▶ Assignment
Continue the essay on the European elections and the eurocrats from the point where it stops.

▶ Exercise passage
The European Election results, apart from being a triumph for the apathy party, showed a growing disenchantment between the voters and the elites leading Europe.

Despite this, the eurocrats have continued to act according to type, nominating Jean-Claude Juncker, the man who said of the 2005 French referendum on Lisbon “If it’s a Yes, we will say ‘on we go’, and if it’s a No we will say ‘we continue'” and who in 2011 went on record favouring closed debates, as the new President of the European Commission. The deaf are indeed leading the deaf.

This refusal to listen to voters has contributed to alternative, darker voices arising in Europe. There are two points, from a conservative perspective, that are contributing factors. Firstly, there is the neo-liberal wing of the Conservative movement, which has, as philosopher John N Gray notes, in it’s excesses destroyed much of that which conservatives wish to conserve. There is secondly the assault from the European Union on the actual, standing order of what exists and gives meaning: the nation-state.

As philosopher Roger Scruton has shown, the existing order of political, legal and cultural institutions contains inherent wisdom formed in the process of centuries of compromise in the heat of real situations, as people reach the best agreements to govern themselves. These institutions and structures exist because they work, not because they are perfect. They have the advantage of actually existing, and the disadvantage therefore of being subject to criticism from those who sound convincing, but who have nothing to show as an alternative. This is what lies behind the assault on the House of Lords.

▶ Referring expression data
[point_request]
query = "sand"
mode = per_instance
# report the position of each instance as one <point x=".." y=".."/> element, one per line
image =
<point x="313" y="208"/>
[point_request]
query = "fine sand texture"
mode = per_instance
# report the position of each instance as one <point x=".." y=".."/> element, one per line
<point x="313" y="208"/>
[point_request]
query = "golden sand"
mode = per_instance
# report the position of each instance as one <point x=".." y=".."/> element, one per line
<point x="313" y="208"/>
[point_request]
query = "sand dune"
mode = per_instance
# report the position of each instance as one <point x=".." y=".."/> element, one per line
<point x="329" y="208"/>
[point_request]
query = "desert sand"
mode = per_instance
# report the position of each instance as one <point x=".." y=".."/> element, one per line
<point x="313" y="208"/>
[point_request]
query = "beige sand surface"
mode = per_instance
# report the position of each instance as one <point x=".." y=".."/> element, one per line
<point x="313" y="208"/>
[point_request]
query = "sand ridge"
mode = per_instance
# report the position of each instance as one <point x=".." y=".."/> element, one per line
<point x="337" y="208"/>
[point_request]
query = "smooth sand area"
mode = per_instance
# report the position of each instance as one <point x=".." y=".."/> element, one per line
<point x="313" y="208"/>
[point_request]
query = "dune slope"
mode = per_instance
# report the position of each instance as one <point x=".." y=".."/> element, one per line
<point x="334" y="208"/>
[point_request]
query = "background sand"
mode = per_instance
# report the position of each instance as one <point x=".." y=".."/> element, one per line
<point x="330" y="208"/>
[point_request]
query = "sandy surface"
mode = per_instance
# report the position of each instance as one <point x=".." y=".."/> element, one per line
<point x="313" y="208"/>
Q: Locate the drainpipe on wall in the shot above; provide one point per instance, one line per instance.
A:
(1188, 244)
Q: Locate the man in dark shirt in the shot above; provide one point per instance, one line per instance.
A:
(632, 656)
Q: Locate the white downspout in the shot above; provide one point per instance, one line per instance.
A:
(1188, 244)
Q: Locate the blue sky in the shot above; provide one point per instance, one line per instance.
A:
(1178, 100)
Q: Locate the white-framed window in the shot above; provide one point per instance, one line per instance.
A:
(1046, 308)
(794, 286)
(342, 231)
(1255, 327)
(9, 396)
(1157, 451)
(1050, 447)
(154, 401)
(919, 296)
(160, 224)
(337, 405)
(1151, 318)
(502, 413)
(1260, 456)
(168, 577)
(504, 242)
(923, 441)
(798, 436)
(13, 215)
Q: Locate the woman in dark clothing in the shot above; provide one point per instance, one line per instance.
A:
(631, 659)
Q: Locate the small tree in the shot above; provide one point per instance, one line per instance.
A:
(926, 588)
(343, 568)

▶ Result of the task
The EU is alien to this evolved culture. It was explicitly designed and enforced from the top-down, and brought into British life on the basis of incomplete information in the 1975 referendum, which promised a market but ignored the politics. As such, it has never enjoyed widespread legitimacy, being subject to reproach for how EU law has destroyed, in swift, broad blows, centuries of accumulated legislative wisdom arising from the interaction of real people via the common-law system, with laws dreamed up by Brussels-based Commissioners sitting in ivory towers.

By using the deference of English courts to Parliament, EU law has crept in and established a foothold without ever being voted on by the elected national parliament of Britain. Lord Blackwell has also shown how the European Napoleonic code system of law is a challenge to the UK’s tried, trusted, and proven common law.

The Lisbon Treaty itself is an example of this challenge to the conservative principles of Britain. It was largely based on the rejected EU Constitution, a document that was designed by an elite that sought to invoke their vague principles of what the future should be into a document that would establish new and untested institutions (like the High Representative for Foreign Affairs and Security Policy, Baroness Ashton) to replace those of nation-states in one fell-swoop. The incontestable failure of Catherine Ashton is a testament to their folly. The American Constitution was not dreamed out of nothing; it was a reaction to the events around it and building on centuries of British philosophical tradition advocating liberty over totalitarianism. The EU Constitution, on the other hand, was more in the tradition of Marx.

The rejection of the most basic conservative principles, those of protecting the present, recognising the contribution of the past, and acknowledging that what now is has more value than vague ideas of what could be, has landed Europe into the situation it finds itself in: disenchantment, apathy, right-wing extremist groups on the rise, and left-wing totalitarianism marching.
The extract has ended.